YOUR GOAL. Repeat all of the entries, please, keeping each line exact.

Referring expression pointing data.

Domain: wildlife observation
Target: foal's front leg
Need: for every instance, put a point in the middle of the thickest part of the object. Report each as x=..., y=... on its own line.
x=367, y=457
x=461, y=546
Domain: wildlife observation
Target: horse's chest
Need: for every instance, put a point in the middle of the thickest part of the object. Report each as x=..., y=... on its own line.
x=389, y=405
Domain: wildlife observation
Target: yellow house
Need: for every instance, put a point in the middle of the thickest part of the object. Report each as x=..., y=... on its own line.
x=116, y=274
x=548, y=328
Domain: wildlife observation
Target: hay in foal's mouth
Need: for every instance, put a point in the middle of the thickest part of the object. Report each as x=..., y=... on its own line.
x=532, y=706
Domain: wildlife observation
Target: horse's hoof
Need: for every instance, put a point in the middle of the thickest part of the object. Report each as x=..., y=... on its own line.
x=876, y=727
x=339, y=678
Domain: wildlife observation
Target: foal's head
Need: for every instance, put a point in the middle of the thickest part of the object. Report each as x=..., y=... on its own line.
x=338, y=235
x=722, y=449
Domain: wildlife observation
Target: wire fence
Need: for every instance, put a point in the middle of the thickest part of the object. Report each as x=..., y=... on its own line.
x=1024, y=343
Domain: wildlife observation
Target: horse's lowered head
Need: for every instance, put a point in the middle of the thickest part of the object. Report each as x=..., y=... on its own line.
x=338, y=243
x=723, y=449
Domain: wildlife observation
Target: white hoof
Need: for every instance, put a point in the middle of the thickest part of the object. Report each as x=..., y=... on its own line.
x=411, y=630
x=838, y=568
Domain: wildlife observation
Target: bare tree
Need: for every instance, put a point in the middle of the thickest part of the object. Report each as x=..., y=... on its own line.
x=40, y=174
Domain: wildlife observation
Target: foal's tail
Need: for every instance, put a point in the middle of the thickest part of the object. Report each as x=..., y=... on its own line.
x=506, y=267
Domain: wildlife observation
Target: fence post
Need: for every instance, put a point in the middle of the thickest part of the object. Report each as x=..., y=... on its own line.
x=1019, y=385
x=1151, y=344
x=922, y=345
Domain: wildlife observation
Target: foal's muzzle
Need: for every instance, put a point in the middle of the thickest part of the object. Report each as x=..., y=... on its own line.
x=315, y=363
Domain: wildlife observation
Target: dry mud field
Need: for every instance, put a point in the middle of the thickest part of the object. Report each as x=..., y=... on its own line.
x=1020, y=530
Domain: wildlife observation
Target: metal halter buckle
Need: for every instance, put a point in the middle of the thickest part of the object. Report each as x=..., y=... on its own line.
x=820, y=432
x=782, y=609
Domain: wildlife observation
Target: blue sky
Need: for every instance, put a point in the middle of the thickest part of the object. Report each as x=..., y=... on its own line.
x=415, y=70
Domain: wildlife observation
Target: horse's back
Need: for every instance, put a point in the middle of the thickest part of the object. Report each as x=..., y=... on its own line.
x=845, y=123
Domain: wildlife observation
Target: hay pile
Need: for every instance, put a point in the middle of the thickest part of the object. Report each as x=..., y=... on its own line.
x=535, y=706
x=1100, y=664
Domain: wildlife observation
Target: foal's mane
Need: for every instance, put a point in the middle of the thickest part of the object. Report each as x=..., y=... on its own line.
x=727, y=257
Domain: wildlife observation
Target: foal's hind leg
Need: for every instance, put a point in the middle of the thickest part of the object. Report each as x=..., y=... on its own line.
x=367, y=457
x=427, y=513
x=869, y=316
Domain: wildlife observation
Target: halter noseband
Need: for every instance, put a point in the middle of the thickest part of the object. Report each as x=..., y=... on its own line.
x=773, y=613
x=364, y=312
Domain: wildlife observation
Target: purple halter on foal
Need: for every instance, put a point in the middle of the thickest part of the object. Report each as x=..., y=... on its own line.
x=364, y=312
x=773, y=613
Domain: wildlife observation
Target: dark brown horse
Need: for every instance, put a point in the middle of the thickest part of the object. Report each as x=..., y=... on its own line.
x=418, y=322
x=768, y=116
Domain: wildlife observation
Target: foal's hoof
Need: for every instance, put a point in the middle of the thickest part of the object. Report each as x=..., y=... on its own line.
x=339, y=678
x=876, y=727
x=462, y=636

OUTPUT FOR THIS TASK.
Domain: wildlife observation
Target: foal's front leg
Need: for every instance, put a point in the middle of the thickest part of the object. Report each as x=..., y=... on its own line.
x=367, y=457
x=461, y=546
Domain: wildlife observation
Target: horse's chest
Need: for every instance, put a point in the middle of the thickest part of the object. Report each as x=..., y=... on its own line.
x=389, y=405
Domain: wildlife observation
Target: yellow house
Need: for every instance, put a point in the middle of the thickest part of the object. Report each as x=..., y=... on its own line.
x=116, y=274
x=548, y=328
Domain: wildlife observation
Target: hay in foal's mouth
Need: for every instance, put a point in the middle of the thickest part of the object. Report each as x=..., y=... on its own line.
x=532, y=706
Domain: wildlife observation
Target: horse's hoof
Need: for every instance, put a point in the middle of the thickest part of the object. Report each as x=..., y=... on its own line.
x=876, y=727
x=339, y=678
Domain: wildlife observation
Target: foal's head
Need: for every instance, put a point in the middle of the thickest part of the object. Report each as x=..., y=... on its own line.
x=338, y=235
x=722, y=449
Domain: wildlife observation
Target: wire fence
Need: for every instance, put a point in the middle of the thickest part of the object. Report each as x=..., y=... on its own line.
x=1024, y=343
Domain: wildlife observation
Target: horse's lowered head
Need: for every instance, put a point in the middle of the thickest part of the object. Report each as x=..., y=... on its own line.
x=338, y=243
x=723, y=449
Domain: wildlife observation
Target: white hoof
Need: for every instance, put a point in the middle of the thickest part of the object. Report each as x=..., y=... on its own line.
x=411, y=630
x=838, y=568
Domain: wildlife observation
Target: bare tree
Need: for every instance, put a point in the middle of the thickest part of the object. Report each as x=..., y=... on its own line.
x=40, y=174
Domain: wildlife observation
Target: foal's tail
Need: for every instance, put a point in the middle of the thickest part of the object. Report each as x=..., y=... on its own line.
x=506, y=267
Domain: wildlife observation
Target: fence post
Need: for every instance, put a point in the middle of the thickest part of the object. Report each as x=..., y=... on its own line.
x=1019, y=385
x=1151, y=344
x=922, y=345
Domain: wildlife observation
Target: foal's muzzle
Need: for every instance, put a point in the middle of the thickest part of the object. Report each as x=..., y=... on its own line.
x=315, y=363
Domain: wildlife observation
Target: dry mud field
Need: for every instance, put a point in the middle of the thickest part of the object. Report each as x=..., y=... on its own line.
x=1020, y=530
Domain: wildlife observation
Target: metal halter buckle
Need: for every instance, put a point in the middle of the thickest part of the object. Report each as x=..., y=... on its own line.
x=820, y=432
x=782, y=609
Domain: wildlife observation
Target: blue sky
Need: for every instance, put a point in the middle of the thickest part of the object. Report each as x=..., y=... on its own line.
x=415, y=70
Domain: wildlife observation
Target: horse's back
Need: for every instance, put a point in the middle of the thickest part of the object. Report each as x=..., y=... on its own line.
x=845, y=123
Domain: wildlife observation
Target: hay pile
Need: for every instance, put a point in the middle of the thickest part of the object. Report each as x=..., y=... on its own line.
x=535, y=706
x=1100, y=664
Domain: wildlife observation
Target: foal's mane
Need: for every instance, put a point in the middle of the thickest part of the object. Report each as x=..., y=... on its own line.
x=727, y=257
Domain: wildlife observation
Target: foal's hind leg
Need: for every instance, put a point in the middle of the thickest part of the object. Report each as x=..., y=... on its own line.
x=367, y=457
x=427, y=513
x=869, y=316
Domain: wildlife observation
Target: halter noseband
Need: for every instance, put a point in the middle of the thickest part of the object. Report each as x=..., y=... on its own line.
x=773, y=613
x=364, y=312
Domain: wildlife observation
Target: purple halter on foal
Need: for every instance, put a point in the middle of the thickest part of the object. Report each as x=..., y=... on its own line.
x=364, y=312
x=773, y=613
Domain: wildlife observation
Target: dark brown horse
Need: for every instance, put a point in the middle of the thickest part of the object. Report each as x=..., y=... on its own line.
x=418, y=322
x=768, y=116
Domain: wildlife observation
Target: foal's hoof
Need: for every instance, put a point in the middle of the thickest part of the object. Report each as x=..., y=... on its own line.
x=339, y=678
x=876, y=727
x=462, y=636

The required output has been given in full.